Exercise task:
Repeat all of the items below, replacing "innermost spot" with "most central spot" wherever it occurs and leaving every other word unchanged.
--- Stored rows ---
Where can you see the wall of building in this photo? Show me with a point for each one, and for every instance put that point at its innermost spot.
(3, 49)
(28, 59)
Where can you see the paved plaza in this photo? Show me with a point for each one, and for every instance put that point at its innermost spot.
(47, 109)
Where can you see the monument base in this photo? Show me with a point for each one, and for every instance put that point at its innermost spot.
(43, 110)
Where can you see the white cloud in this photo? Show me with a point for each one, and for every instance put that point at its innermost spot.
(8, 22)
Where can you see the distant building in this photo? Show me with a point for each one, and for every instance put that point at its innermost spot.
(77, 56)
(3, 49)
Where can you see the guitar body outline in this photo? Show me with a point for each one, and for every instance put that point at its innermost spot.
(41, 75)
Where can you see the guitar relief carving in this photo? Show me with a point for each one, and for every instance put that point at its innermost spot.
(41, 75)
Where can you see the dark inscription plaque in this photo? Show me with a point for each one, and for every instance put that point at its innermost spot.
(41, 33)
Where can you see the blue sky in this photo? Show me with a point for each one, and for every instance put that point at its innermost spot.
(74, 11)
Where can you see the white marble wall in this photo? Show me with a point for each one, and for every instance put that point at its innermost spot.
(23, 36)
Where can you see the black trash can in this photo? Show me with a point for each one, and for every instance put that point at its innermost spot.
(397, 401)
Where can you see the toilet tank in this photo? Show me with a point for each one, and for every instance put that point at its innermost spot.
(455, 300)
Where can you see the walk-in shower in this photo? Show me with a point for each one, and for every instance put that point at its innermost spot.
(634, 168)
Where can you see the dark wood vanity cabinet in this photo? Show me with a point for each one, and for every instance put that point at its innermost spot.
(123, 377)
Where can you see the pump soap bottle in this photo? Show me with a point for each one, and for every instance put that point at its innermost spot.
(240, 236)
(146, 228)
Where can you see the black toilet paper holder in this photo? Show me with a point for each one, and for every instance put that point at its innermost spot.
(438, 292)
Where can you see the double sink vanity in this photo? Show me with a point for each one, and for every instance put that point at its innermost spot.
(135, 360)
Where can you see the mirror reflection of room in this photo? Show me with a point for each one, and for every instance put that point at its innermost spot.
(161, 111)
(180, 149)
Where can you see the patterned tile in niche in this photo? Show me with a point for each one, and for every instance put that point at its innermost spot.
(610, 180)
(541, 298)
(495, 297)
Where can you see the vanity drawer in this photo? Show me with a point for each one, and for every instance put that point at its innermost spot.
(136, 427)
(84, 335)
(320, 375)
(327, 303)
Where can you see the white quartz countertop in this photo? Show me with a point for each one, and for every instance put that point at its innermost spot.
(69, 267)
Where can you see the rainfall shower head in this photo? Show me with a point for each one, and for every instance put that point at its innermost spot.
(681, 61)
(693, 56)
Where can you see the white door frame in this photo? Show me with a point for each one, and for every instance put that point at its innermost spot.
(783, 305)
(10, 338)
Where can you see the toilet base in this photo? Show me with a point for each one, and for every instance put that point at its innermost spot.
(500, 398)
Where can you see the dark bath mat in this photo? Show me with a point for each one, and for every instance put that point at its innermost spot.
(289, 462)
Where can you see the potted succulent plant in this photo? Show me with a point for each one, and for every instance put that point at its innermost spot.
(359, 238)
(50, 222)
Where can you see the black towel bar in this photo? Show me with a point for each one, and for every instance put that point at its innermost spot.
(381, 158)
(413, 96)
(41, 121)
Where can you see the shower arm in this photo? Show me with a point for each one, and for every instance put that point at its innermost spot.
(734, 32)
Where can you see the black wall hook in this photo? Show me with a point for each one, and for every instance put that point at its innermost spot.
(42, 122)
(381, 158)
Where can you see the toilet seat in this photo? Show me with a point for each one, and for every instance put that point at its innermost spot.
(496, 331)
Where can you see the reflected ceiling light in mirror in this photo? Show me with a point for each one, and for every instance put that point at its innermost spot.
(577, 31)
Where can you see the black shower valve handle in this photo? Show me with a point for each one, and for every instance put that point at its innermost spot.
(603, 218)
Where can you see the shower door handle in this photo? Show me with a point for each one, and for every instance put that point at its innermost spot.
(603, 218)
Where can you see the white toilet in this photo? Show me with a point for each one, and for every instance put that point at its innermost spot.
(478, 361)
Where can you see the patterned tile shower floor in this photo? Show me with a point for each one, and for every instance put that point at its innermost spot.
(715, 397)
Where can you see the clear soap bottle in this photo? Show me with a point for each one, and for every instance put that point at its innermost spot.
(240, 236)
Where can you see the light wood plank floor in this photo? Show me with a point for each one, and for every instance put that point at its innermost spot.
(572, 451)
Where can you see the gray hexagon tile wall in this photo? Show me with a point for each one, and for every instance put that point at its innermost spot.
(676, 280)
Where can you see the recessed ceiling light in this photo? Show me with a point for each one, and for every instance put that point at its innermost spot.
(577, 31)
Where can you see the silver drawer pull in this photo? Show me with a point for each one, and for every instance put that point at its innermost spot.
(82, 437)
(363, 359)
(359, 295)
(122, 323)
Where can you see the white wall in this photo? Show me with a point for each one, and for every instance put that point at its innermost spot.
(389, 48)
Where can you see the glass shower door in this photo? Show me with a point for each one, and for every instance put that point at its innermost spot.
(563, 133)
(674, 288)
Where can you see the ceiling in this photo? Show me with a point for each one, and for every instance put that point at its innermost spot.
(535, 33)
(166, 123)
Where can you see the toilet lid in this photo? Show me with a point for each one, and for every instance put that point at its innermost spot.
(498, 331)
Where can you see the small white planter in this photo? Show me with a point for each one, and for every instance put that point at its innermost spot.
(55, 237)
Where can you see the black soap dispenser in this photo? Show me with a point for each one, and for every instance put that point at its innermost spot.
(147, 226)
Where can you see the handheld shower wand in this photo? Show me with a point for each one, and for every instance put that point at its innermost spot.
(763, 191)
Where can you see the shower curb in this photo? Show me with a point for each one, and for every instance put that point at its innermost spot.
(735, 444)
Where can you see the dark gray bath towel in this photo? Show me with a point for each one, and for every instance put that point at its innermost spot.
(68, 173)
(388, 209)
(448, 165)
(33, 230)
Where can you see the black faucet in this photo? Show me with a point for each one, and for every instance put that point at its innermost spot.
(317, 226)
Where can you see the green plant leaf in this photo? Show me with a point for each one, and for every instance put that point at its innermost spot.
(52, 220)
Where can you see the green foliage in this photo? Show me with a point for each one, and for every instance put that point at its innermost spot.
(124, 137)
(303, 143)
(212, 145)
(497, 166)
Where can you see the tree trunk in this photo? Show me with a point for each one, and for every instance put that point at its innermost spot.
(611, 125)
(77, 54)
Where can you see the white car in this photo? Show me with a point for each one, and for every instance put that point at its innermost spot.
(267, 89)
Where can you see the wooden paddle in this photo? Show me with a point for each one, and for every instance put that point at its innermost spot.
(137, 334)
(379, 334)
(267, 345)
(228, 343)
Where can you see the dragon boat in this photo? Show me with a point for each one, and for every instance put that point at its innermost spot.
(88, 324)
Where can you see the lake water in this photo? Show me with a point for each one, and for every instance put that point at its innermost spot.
---
Task solution:
Where can you see the wall of building in this photo? Show me with a point for each one, and for every instance put that point at its most central spot.
(3, 49)
(28, 59)
Where can you see the paved plaza in this photo? Show me with a point for each one, and for every instance put that point at its most central spot.
(47, 109)
Where can you see the monument base in this photo? Show me with a point for each one, and for every instance put that point at its most central spot.
(43, 110)
Where can you see the white cloud in this photo? Show me with a point for each one, and for every instance put that point at its most central spot.
(8, 22)
Where can you see the distant building in this photo? Show me with a point for each one, and for every instance put that point at its most central spot.
(77, 56)
(3, 49)
Where can you see the guitar body outline in this photo? Show me with a point for each one, and for every instance put that point at its most central spot.
(41, 75)
Where can you see the guitar relief carving in this photo? Show me with a point for each one, and for every instance put that point at its most central spot.
(41, 75)
Where can you see the dark inscription plaque in this photo? Show me with a point for each one, and for every instance put that point at its most central spot.
(41, 33)
Where can you see the blue sky in this photo? Show me with a point for each one, and for every instance put that point at its most central spot.
(74, 11)
Where can you see the white marble wall in this photo? Show me with a point for each one, and for every instance put that point at its most central spot.
(23, 36)
Where can you see the black trash can in this photo? Show me with a point for each one, and for every instance put that point at its most central spot.
(397, 401)
Where can you see the toilet tank in this photo? Show me with a point for each one, and for every instance put that point at its most central spot.
(455, 300)
Where can you see the walk-in shower in this photo? Show me with a point for each one, and for every instance put that point at its most central spot.
(634, 168)
Where can you see the dark wood vanity cabinet in this photo? Show me with a point for each one, and for every instance put that point at its most central spot.
(123, 377)
Where can you see the pump soap bottle in this photo? Show me with a point for each one, and for every instance put that point at its most central spot.
(240, 236)
(146, 228)
Where can you see the black toilet paper holder in this photo? Show me with a point for each one, and for every instance put that point at its most central spot.
(438, 292)
Where can you see the double sink vanity in this photo? Show me with a point for each one, and for every instance put that point at its most central spot.
(135, 360)
Where can you see the mirror reflection of room in this photo? Show me with a point for each one, and for every instance put that point at its most central spot.
(161, 111)
(180, 149)
Where can you see the patterned tile in niche in this photo? Show me with a point for each one, and for every instance put that point at its most central spot.
(610, 180)
(541, 298)
(495, 297)
Where can you see the vanity drawer in this photo? Show me with a point for each one, and for every instance put that point at its most central spot.
(136, 427)
(84, 335)
(320, 375)
(327, 303)
Where can you see the white quartz countertop in this photo? Show me with a point for each one, and for every instance put that point at its most central spot.
(69, 267)
Where can you see the rainfall shower head in this photo? Show me with a point for each one, and for every instance put that point at its most central spot.
(681, 61)
(693, 56)
Where can you see the white door frame in this photo? Show me with a point for each one, and for every instance put that point at its most central spot.
(783, 305)
(10, 338)
Where can you see the toilet base in this photo? Show me with a point for each one, and for every instance put that point at its most central spot.
(500, 398)
Where can you see the dark bath mat in this photo? Show me with a point for each one, and for every instance put that point at its most central spot.
(289, 462)
Where can you see the potted succulent plant in this photo? Show me with a point for each one, and for every instance put that point at its most central spot.
(359, 238)
(50, 222)
Where can you see the black towel bar in this photo? Show me with a point for each one, and for every instance put that point at its most central spot.
(381, 158)
(413, 96)
(41, 121)
Where can you see the shower arm in this photo? Show me with a point for each one, and for every instance put that point at its most central spot.
(734, 32)
Where can you see the black wall hook in this photo? Show me with a point for each one, and for every instance put that point at its most central spot.
(42, 122)
(381, 158)
Where can you see the toilet seat in this photo? Show me with a point for each one, and for every instance put that point at its most central spot.
(496, 331)
Where can you see the reflected ceiling light in mirror in this photo? Show me with a point for each one, and for every instance put that point at its most central spot.
(577, 31)
Where can you see the black shower valve handle in this photo? Show me with a point for each one, and for every instance put that point at its most central spot.
(603, 218)
Where can you see the shower door handle in this photo? Show me with a point for each one, and for every instance put that point at its most central spot.
(603, 218)
Where can you see the white toilet in this photo? Show me with a point for each one, and for every instance put that point at its most central spot.
(478, 361)
Where can you see the patterned tile shower floor in this photo? Show me with a point for each one, and for every instance put that point at its most central spot.
(715, 397)
Where can you see the clear soap bottle in this photo? Show me with a point for each one, and for every instance put that point at its most central spot.
(240, 236)
Where can you see the light wood plank floor in this photo? Show me with a point for each one, and for every instance put that point at its most central spot.
(572, 451)
Where can you see the gray hexagon tile wall in this photo? Show me with a point for each one, and for every instance put that point at its most central spot.
(676, 280)
Where can you see the recessed ceiling light in this photo? Show me with a point for each one, and for every instance put that point at its most central spot.
(577, 31)
Where can you see the silver drawer pull in this photo? Show me with a point for each one, and for every instance put that point at its most central spot.
(82, 437)
(363, 359)
(359, 295)
(122, 323)
Where can you see the white wall in this photo? Show me with a point for each one, and for every instance put that point at its most central spot.
(389, 48)
Where can you see the glass shower door in this photo? Show me with a point for each one, and for every instance put that point at its most central spot.
(563, 133)
(674, 288)
Where can you see the ceiling in this photo? Show me with a point for each one, and for every instance put that point at its most central spot.
(535, 33)
(166, 123)
Where can you see the toilet lid in this photo? Show me with a point for each one, and for every instance put that point at its most central spot.
(498, 331)
Where can you see the small white planter in this photo? Show me with a point for each one, and for every instance put that point at its most central spot.
(55, 237)
Where can you see the black soap dispenser in this photo? Show me with a point for each one, and for every instance put that point at its most central spot.
(147, 226)
Where can you see the handheld shower wand in this photo? Show me with a point for each one, and for every instance put that point at its most central spot.
(763, 191)
Where can you see the shower curb in this photo? Show me with a point for each one, and for every instance put that point at its most central spot.
(735, 444)
Where can you see the dark gray bath towel in this photo? Show me with a point for each one, and for every instance put that point at its most central spot.
(68, 173)
(388, 209)
(448, 165)
(33, 230)
Where can you see the black faucet in this photo? Show me with a point for each one, and for every instance put that point at its most central spot.
(317, 226)
Where can you see the green plant leaf in this photo? Show me with a point for each one, and for every instance put that point at its most central spot.
(52, 220)
Where can you see the green foliage in this photo? Show me with a point for each one, and for every instance put that point at its most central spot.
(124, 137)
(303, 143)
(212, 145)
(497, 166)
Where can you see the tree trunk in this photo? Show me with a point for each one, and for every instance put that point at its most central spot.
(611, 125)
(77, 54)
Where can you see the white car in this photo? Show me with a point for each one, and for every instance put that point at its most central spot.
(267, 89)
Where can you see the wooden paddle in this photo? Show me with a point for each one, and for every instance put that point at its most central spot.
(137, 334)
(379, 334)
(267, 345)
(228, 343)
Where can you see the dragon boat in this photo? Show me with a point for each one, and for every instance put that point at its most central spot.
(88, 324)
Where can you see the lake water in this photo? Show me with a point for each one, and for every instance put that point at its most central spot.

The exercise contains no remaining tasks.